[What to do]:
Below are records; count how many of their lines contain the word "open" and give the number alone.

[Supplied data]:
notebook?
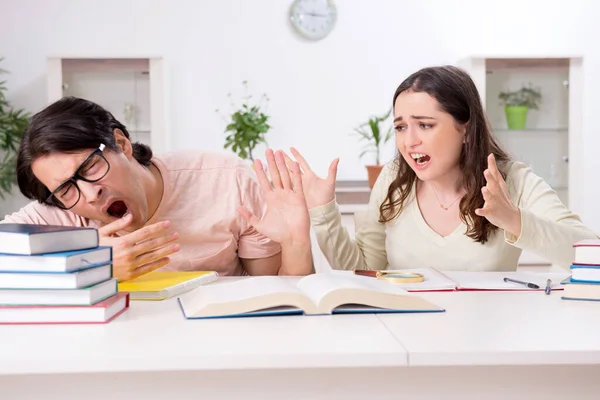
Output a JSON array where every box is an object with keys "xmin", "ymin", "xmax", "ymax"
[
  {"xmin": 335, "ymin": 268, "xmax": 569, "ymax": 292},
  {"xmin": 177, "ymin": 274, "xmax": 444, "ymax": 319},
  {"xmin": 441, "ymin": 270, "xmax": 570, "ymax": 291},
  {"xmin": 118, "ymin": 271, "xmax": 219, "ymax": 300},
  {"xmin": 0, "ymin": 224, "xmax": 99, "ymax": 255}
]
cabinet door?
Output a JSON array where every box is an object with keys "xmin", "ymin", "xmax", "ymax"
[
  {"xmin": 486, "ymin": 67, "xmax": 569, "ymax": 206},
  {"xmin": 459, "ymin": 56, "xmax": 584, "ymax": 266},
  {"xmin": 62, "ymin": 70, "xmax": 152, "ymax": 146}
]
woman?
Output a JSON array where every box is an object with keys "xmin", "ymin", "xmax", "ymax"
[{"xmin": 250, "ymin": 65, "xmax": 598, "ymax": 272}]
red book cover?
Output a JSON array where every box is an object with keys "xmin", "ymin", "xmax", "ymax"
[{"xmin": 0, "ymin": 291, "xmax": 129, "ymax": 324}]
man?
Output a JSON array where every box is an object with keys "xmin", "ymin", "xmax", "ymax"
[{"xmin": 2, "ymin": 96, "xmax": 312, "ymax": 280}]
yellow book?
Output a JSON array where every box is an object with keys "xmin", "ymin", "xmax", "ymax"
[{"xmin": 118, "ymin": 271, "xmax": 218, "ymax": 300}]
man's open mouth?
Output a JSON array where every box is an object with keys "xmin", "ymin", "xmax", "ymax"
[{"xmin": 106, "ymin": 200, "xmax": 128, "ymax": 218}]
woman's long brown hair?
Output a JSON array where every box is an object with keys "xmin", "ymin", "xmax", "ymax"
[{"xmin": 379, "ymin": 65, "xmax": 511, "ymax": 244}]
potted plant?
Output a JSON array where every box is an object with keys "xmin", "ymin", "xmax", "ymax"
[
  {"xmin": 498, "ymin": 84, "xmax": 541, "ymax": 130},
  {"xmin": 0, "ymin": 58, "xmax": 30, "ymax": 199},
  {"xmin": 217, "ymin": 81, "xmax": 270, "ymax": 162},
  {"xmin": 353, "ymin": 108, "xmax": 393, "ymax": 188}
]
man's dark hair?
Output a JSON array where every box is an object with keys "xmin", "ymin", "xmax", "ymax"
[{"xmin": 16, "ymin": 96, "xmax": 153, "ymax": 204}]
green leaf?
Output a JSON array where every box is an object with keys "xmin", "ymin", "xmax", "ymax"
[
  {"xmin": 349, "ymin": 108, "xmax": 393, "ymax": 164},
  {"xmin": 220, "ymin": 82, "xmax": 271, "ymax": 160},
  {"xmin": 0, "ymin": 59, "xmax": 29, "ymax": 198}
]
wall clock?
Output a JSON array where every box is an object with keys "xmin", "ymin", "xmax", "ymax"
[{"xmin": 289, "ymin": 0, "xmax": 337, "ymax": 41}]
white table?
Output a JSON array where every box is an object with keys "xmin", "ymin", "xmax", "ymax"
[
  {"xmin": 2, "ymin": 284, "xmax": 600, "ymax": 399},
  {"xmin": 379, "ymin": 290, "xmax": 600, "ymax": 399}
]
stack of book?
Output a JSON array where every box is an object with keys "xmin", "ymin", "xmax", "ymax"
[
  {"xmin": 562, "ymin": 239, "xmax": 600, "ymax": 302},
  {"xmin": 0, "ymin": 223, "xmax": 129, "ymax": 324}
]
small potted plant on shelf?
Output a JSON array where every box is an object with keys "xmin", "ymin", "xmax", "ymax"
[
  {"xmin": 217, "ymin": 80, "xmax": 271, "ymax": 162},
  {"xmin": 0, "ymin": 57, "xmax": 31, "ymax": 199},
  {"xmin": 498, "ymin": 83, "xmax": 541, "ymax": 130},
  {"xmin": 352, "ymin": 108, "xmax": 393, "ymax": 188}
]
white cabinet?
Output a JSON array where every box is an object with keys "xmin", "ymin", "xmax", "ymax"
[
  {"xmin": 46, "ymin": 57, "xmax": 169, "ymax": 154},
  {"xmin": 459, "ymin": 57, "xmax": 584, "ymax": 266},
  {"xmin": 459, "ymin": 57, "xmax": 583, "ymax": 215}
]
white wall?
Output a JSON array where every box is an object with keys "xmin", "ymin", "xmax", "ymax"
[{"xmin": 1, "ymin": 0, "xmax": 600, "ymax": 229}]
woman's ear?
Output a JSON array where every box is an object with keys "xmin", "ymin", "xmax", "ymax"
[
  {"xmin": 113, "ymin": 129, "xmax": 134, "ymax": 159},
  {"xmin": 461, "ymin": 122, "xmax": 468, "ymax": 144}
]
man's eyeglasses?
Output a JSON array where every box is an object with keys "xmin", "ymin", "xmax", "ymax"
[{"xmin": 45, "ymin": 144, "xmax": 110, "ymax": 210}]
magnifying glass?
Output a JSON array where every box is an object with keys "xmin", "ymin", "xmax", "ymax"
[
  {"xmin": 353, "ymin": 269, "xmax": 425, "ymax": 284},
  {"xmin": 376, "ymin": 271, "xmax": 425, "ymax": 284}
]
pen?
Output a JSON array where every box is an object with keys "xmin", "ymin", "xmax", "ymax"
[
  {"xmin": 545, "ymin": 279, "xmax": 552, "ymax": 295},
  {"xmin": 503, "ymin": 277, "xmax": 540, "ymax": 289}
]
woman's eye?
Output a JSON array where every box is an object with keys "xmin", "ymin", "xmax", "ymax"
[
  {"xmin": 420, "ymin": 123, "xmax": 433, "ymax": 129},
  {"xmin": 394, "ymin": 125, "xmax": 406, "ymax": 132}
]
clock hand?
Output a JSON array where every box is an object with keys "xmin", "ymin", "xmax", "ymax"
[{"xmin": 304, "ymin": 12, "xmax": 328, "ymax": 17}]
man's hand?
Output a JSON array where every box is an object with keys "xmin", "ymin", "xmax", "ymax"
[{"xmin": 98, "ymin": 214, "xmax": 180, "ymax": 281}]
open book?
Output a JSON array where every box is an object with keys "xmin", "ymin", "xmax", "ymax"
[
  {"xmin": 335, "ymin": 268, "xmax": 570, "ymax": 292},
  {"xmin": 177, "ymin": 274, "xmax": 444, "ymax": 319},
  {"xmin": 442, "ymin": 270, "xmax": 570, "ymax": 291}
]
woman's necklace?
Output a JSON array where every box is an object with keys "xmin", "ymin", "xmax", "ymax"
[{"xmin": 431, "ymin": 184, "xmax": 463, "ymax": 211}]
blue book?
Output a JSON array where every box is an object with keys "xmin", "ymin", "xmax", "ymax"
[
  {"xmin": 0, "ymin": 224, "xmax": 98, "ymax": 255},
  {"xmin": 570, "ymin": 263, "xmax": 600, "ymax": 283},
  {"xmin": 177, "ymin": 274, "xmax": 445, "ymax": 320},
  {"xmin": 0, "ymin": 246, "xmax": 112, "ymax": 273},
  {"xmin": 561, "ymin": 276, "xmax": 600, "ymax": 301},
  {"xmin": 0, "ymin": 263, "xmax": 112, "ymax": 289}
]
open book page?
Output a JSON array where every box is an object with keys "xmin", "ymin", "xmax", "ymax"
[
  {"xmin": 296, "ymin": 274, "xmax": 443, "ymax": 314},
  {"xmin": 330, "ymin": 268, "xmax": 457, "ymax": 292},
  {"xmin": 443, "ymin": 270, "xmax": 571, "ymax": 291},
  {"xmin": 177, "ymin": 276, "xmax": 315, "ymax": 318}
]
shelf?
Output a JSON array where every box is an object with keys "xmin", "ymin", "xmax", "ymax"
[
  {"xmin": 485, "ymin": 58, "xmax": 570, "ymax": 73},
  {"xmin": 493, "ymin": 128, "xmax": 568, "ymax": 133},
  {"xmin": 62, "ymin": 58, "xmax": 150, "ymax": 74}
]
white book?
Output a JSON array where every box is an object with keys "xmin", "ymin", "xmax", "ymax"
[
  {"xmin": 0, "ymin": 278, "xmax": 118, "ymax": 306},
  {"xmin": 573, "ymin": 239, "xmax": 600, "ymax": 266},
  {"xmin": 177, "ymin": 274, "xmax": 444, "ymax": 319}
]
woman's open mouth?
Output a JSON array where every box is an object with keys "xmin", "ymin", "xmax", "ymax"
[{"xmin": 410, "ymin": 152, "xmax": 431, "ymax": 169}]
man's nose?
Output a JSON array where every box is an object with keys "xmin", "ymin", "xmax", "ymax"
[{"xmin": 78, "ymin": 180, "xmax": 103, "ymax": 203}]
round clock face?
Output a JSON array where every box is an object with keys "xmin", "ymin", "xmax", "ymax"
[{"xmin": 290, "ymin": 0, "xmax": 337, "ymax": 41}]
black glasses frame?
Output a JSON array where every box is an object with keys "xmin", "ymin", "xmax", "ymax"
[{"xmin": 45, "ymin": 144, "xmax": 110, "ymax": 210}]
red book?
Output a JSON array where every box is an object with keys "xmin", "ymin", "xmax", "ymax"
[
  {"xmin": 573, "ymin": 239, "xmax": 600, "ymax": 266},
  {"xmin": 0, "ymin": 291, "xmax": 129, "ymax": 324}
]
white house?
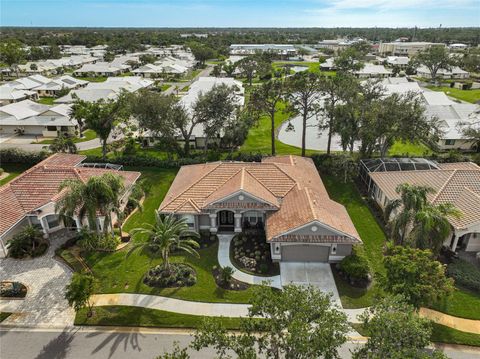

[Response]:
4